**SOURCE DOCUMENT**
::::

Main Street Historic District (Medina, New York)

Main Street Historic District (Medina, New York)
Main Street Historic District
A view down the center of a wide street with three-story ornate brick commercial buildings in a mix of colors on either side. At bottom center is an upside down "Only" above a curved arrow pointing right.
View north on Main Street from
Center Street junction, 2010.
Fuller and J.A. French blocks on left.
Main Street Historic District (Medina, New York) is located in New York
Location: Medina, NY
Nearest city: Lockport
Coordinates: 43°13′13″N 78°23′13″W / 43.22028°N 78.38694°W / 43.22028; -78.38694Coordinates: 43°13′13″N 78°23′13″W / 43.22028°N 78.38694°W / 43.22028; -78.38694
Area: 12 acres (4.9 ha)[2][3]
Built: 1845-1925
Architectural style: Romanesque, Queen Anne, Italianate
Governing body: Private businesses and residences, Village of Medina
NRHP Reference#: 95000213 (original)
97001457 (increase)[1]
Added to NRHP: March 23, 1995 (original)
November 24, 1997 (increase)

The Main Street Historic District in Medina, New York, United States, is the downtown commercial core of the village. It is a 12-acre (4.9 ha) area stretching south along Main Street from the Erie Canal to the railroad tracks.

::::

**EXTRACTED INFORMATION**

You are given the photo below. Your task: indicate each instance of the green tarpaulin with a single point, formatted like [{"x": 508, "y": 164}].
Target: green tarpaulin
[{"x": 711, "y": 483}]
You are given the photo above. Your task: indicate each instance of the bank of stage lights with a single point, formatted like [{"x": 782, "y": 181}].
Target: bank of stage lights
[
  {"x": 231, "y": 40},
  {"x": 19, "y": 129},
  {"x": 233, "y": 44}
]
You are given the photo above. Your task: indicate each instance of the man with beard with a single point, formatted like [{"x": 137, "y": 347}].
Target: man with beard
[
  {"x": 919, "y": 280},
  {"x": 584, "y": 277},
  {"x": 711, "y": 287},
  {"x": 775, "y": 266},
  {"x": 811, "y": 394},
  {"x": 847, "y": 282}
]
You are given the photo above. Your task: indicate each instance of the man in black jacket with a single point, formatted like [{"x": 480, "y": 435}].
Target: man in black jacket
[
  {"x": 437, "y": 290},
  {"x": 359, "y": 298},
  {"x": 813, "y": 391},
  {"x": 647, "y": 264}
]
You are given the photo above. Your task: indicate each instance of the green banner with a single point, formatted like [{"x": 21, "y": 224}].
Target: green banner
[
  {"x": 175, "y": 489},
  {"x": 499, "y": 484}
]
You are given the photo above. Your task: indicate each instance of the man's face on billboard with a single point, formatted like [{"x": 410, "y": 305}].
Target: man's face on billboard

::::

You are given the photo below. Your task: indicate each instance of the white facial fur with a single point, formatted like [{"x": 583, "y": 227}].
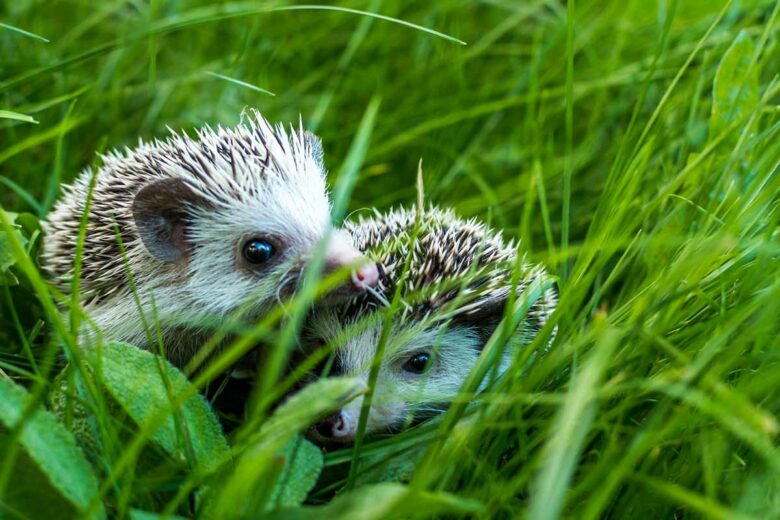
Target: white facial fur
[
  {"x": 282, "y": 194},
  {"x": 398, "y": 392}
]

::::

Please list every architectural style that the Medina historic district page gives for the district.

**FINISHED EXERCISE**
Romanesque, Queen Anne, Italianate